#### Quoted passage:
Windows Interface for Tree Tagger
Ciarán Ó Duibhín
Latest version of tagger program interface: 2017/02/03
• Handling of utf8 improved. Utf8 text may now be used with Latin-1 language model, and vice versa. Utf8 text may or may not have a byte-order-mark (BOM). The output will have the same encoding and the same BOM status as the input.
Version of 2016/08/21
• Fixed: options to output probability tree and affix tree did not run if directory names contained a space.
Version of 2016/03/30
• A customised version of ttmodels.txt is now allowed in the directory containing the shortcut to the tagging interface. If such a file exists, it will be used in preference to ttmodels.txt from the \lib directory. For this feature to work, it is necessary to blank out the "Start in" field of the shortcut (which is probably a good idea anyway). It is also permitted to place parameter files in the shortcut directory, which may be useful for models under development.
• An error is fixed which prevented "languages" with names like "Italian (Baroni)" or "Dutch (Bioche)" from detecting relevant abbreviations files or multiword files.
Latest version of training program interface: 2016/03/30
• A "Force utf8 input" checkbox is provided, corresponding to the -utf8 parameter for the TreeTagger training program.
This version of the Windows graphic interface for the tagger program is intended to work with utf8 encoding, as well as with latin-1 encoding. The previous version of the interface, in which the built-in tokenization option works only with latin-1 encoding, remains available here. Please report any problems with the utf8 version.
The TreeTagger is a program developed by Helmut Schmid at the University of Stuttgart (now at the University of München), for part-of-speech tagging and lemmatization. Language models (known as “parameters”, file extension .par) are supplied on the TreeTagger webpage for using the program with texts in English, French, German, Italian, Spanish, Russian, Bulgarian, Dutch, Estonian, Finnish, Galician, Latin, Mongolian, Polish, Slovak and Swahili, and models for some other languages are available from sites linked to the TreeTagger webpage. For a language for which no model exists, it is necessary to hand-tag some text, and then run a training program (provided with the TreeTagger) to create the model.

#### Required actions:
A. Decide whether each statement below agrees with the TreeTagger interface notes, answering yes or no and quoting the words that decide it: (i) the output of the tagger interface keeps the encoding of its input; (ii) a customised ttmodels.txt in the shortcut directory is used only when the \lib directory has none; (iii) the TreeTagger was developed by Helmut Schmid at the University of Stuttgart.
B. According to the TreeTagger interface notes, what must be done to the "Start in" field of the shortcut so that a customised ttmodels.txt is used?
C. Rewrite the paragraph of the TreeTagger interface notes beginning "The TreeTagger is a program" as a short bulleted list that keeps its main facts.

(Entries from a point annotation set)

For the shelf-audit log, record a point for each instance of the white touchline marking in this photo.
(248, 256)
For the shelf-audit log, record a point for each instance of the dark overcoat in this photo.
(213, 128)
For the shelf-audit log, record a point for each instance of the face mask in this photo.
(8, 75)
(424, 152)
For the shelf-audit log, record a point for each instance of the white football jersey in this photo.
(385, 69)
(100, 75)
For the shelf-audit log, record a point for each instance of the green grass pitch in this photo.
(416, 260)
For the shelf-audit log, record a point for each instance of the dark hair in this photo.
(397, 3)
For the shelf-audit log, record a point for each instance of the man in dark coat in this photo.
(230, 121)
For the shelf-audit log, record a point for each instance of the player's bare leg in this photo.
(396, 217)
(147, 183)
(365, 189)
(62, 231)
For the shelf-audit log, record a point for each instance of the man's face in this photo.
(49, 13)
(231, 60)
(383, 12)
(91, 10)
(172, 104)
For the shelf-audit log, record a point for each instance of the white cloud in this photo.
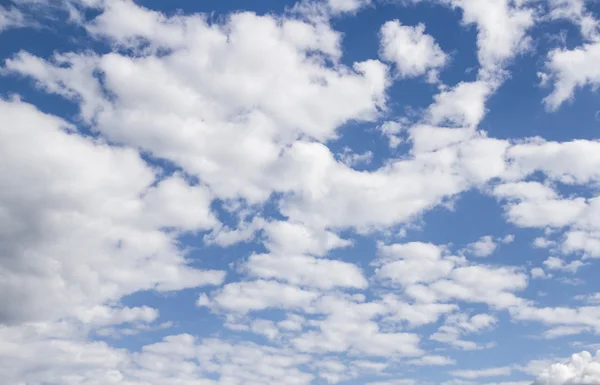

#### Solutions to the problems:
A.
(i) Yes: "The output will have the same encoding and the same BOM status as the input."
(ii) No: "it will be used in preference to ttmodels.txt from the \lib directory."
(iii) Yes: "developed by Helmut Schmid at the University of Stuttgart"

B. It must be blanked out.

C.
- The TreeTagger is a part-of-speech tagging and lemmatization program developed by Helmut Schmid at the University of Stuttgart (now at the University of München).
- Language models, called "parameters" (.par files), are supplied on the TreeTagger webpage for English, French, German, Italian, Spanish, Russian, Bulgarian, Dutch, Estonian, Finnish, Galician, Latin, Mongolian, Polish, Slovak and Swahili.
- Models for some other languages are available from sites linked to the TreeTagger webpage.
- For a language with no model, some text must be hand-tagged and then run through the training program provided with the TreeTagger to create one.